====== Given passage ======

Genome Biology 2011, 12:R48  doi:10.1186/gb-2011-12-5-r48

Published: 27 May 2011

Abstract

Background

Recent phylogenetic analyses have identified Amborella trichopoda, an understory tree species endemic to the forests of New Caledonia, as sister to a clade including all other known flowering plant species. The Amborella genome is a unique reference for understanding the evolution of angiosperm genomes because it can serve as an outgroup to root comparative analyses. A physical map, BAC end sequences and sample shotgun sequences provide a first view of the 870 Mbp Amborella genome.

Results

Analysis of Amborella BAC ends sequenced from each contig suggests that the density of long terminal repeat retrotransposons is negatively correlated with that of protein coding genes. Syntenic, presumably ancestral, gene blocks were identified in comparisons of the Amborella BAC contigs and the sequenced Arabidopsis thaliana, Populus trichocarpa, Vitis vinifera and Oryza sativa genomes. Parsimony mapping of the loss of synteny corroborates previous analyses suggesting that the rate of structural change has been more rapid on lineages leading to Arabidopsis and Oryza compared with lineages leading to Populus and Vitis. The gamma paleohexiploidy event identified in the Arabidopsis, Populus and Vitis genomes is shown to have occurred after the divergence of all other known angiosperms from the lineage leading to Amborella.

Conclusions

When placed in the context of a physical map, BAC end sequences representing just 5.4% of the Amborella genome have facilitated reconstruction of gene blocks that existed in the last common ancestor of all flowering plants. The Amborella genome is an invaluable reference for inferences concerning the ancestral angiosperm and subsequent genome evolution.

====== Dataset entries ======

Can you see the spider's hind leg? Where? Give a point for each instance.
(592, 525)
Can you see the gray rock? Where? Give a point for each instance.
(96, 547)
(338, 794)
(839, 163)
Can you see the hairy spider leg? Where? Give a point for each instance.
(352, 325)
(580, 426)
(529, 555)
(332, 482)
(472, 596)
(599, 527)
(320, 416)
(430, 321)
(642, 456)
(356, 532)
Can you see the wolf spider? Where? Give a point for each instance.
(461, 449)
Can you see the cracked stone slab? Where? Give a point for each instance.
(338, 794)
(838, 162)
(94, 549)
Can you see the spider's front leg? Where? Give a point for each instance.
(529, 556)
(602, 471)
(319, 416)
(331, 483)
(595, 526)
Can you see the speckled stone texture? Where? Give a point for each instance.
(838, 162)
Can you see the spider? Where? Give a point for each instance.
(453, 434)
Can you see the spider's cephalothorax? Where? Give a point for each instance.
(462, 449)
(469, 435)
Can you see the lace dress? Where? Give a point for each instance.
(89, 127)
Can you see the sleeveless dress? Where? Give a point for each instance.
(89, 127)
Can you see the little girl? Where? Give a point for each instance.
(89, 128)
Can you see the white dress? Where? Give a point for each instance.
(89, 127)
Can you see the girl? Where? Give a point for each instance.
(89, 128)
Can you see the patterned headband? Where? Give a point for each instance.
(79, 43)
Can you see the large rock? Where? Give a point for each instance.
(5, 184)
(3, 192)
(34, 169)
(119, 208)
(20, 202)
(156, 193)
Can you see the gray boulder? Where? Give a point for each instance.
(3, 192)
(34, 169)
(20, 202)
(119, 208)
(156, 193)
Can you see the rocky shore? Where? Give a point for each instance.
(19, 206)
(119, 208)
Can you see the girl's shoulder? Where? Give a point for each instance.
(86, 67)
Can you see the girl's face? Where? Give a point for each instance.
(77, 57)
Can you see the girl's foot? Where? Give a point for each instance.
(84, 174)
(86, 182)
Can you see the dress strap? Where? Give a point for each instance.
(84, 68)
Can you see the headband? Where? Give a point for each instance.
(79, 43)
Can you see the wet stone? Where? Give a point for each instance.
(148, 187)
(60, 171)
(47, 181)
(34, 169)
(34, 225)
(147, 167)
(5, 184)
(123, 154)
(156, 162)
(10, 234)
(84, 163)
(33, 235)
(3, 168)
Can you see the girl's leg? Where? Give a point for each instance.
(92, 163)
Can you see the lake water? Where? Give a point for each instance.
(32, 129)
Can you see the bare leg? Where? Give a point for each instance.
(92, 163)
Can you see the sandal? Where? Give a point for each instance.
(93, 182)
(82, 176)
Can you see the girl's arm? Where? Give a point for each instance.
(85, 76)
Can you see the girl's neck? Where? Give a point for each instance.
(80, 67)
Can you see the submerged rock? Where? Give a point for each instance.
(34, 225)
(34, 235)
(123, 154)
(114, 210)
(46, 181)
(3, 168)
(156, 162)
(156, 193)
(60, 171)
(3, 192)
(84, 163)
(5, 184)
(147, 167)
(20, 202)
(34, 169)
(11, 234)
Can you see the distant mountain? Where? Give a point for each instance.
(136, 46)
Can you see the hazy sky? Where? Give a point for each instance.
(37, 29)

======

> [Activity]: Set down the passage of the Amborella genome abstract between "Analysis of Amborella" and "leading to Amborella.", inclusive, word for word. Draw only on the Amborella genome abstract; the listing plays no part.

> [Task response]:
Analysis of Amborella BAC ends sequenced from each contig suggests that the density of long terminal repeat retrotransposons is negatively correlated with that of protein coding genes. Syntenic, presumably ancestral, gene blocks were identified in comparisons of the Amborella BAC contigs and the sequenced Arabidopsis thaliana, Populus trichocarpa, Vitis vinifera and Oryza sativa genomes. Parsimony mapping of the loss of synteny corroborates previous analyses suggesting that the rate of structural change has been more rapid on lineages leading to Arabidopsis and Oryza compared with lineages leading to Populus and Vitis. The gamma paleohexiploidy event identified in the Arabidopsis, Populus and Vitis genomes is shown to have occurred after the divergence of all other known angiosperms from the lineage leading to Amborella.